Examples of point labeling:
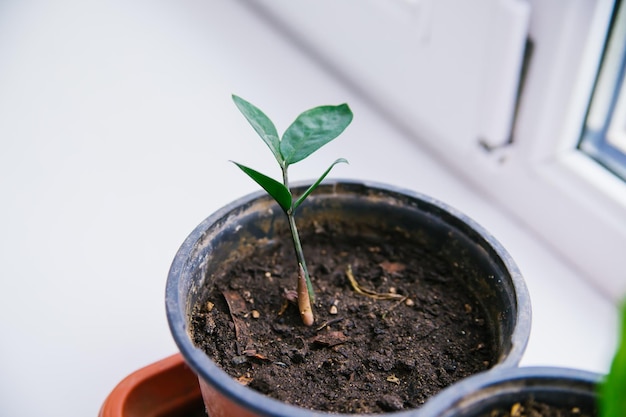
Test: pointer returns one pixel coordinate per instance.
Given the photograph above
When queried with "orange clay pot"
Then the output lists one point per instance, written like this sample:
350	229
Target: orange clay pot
167	388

=== Exercise ===
Rewrite the material with "terracotta pot" substituted for every occurrence of "orange clay pot" and every other part left unchanged. Omit the pictures from your answer.

=== Complete answer ===
Test: pointer returns one pixel coordinate per instance.
Given the photograph above
When queried with "terracotta pot"
Then the output lists one point per instance, written like this sample:
350	229
Target: terracotta pot
167	388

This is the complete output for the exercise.